- _Exercise_
Count the lines in the records below that contain the string "instance", with uppercase and lowercase letters treated as different. Reply with the number alone.

- _Excerpts from a location annotation dataset_
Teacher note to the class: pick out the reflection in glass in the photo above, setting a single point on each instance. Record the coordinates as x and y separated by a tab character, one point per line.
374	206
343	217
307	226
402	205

- _Answer to this task_
1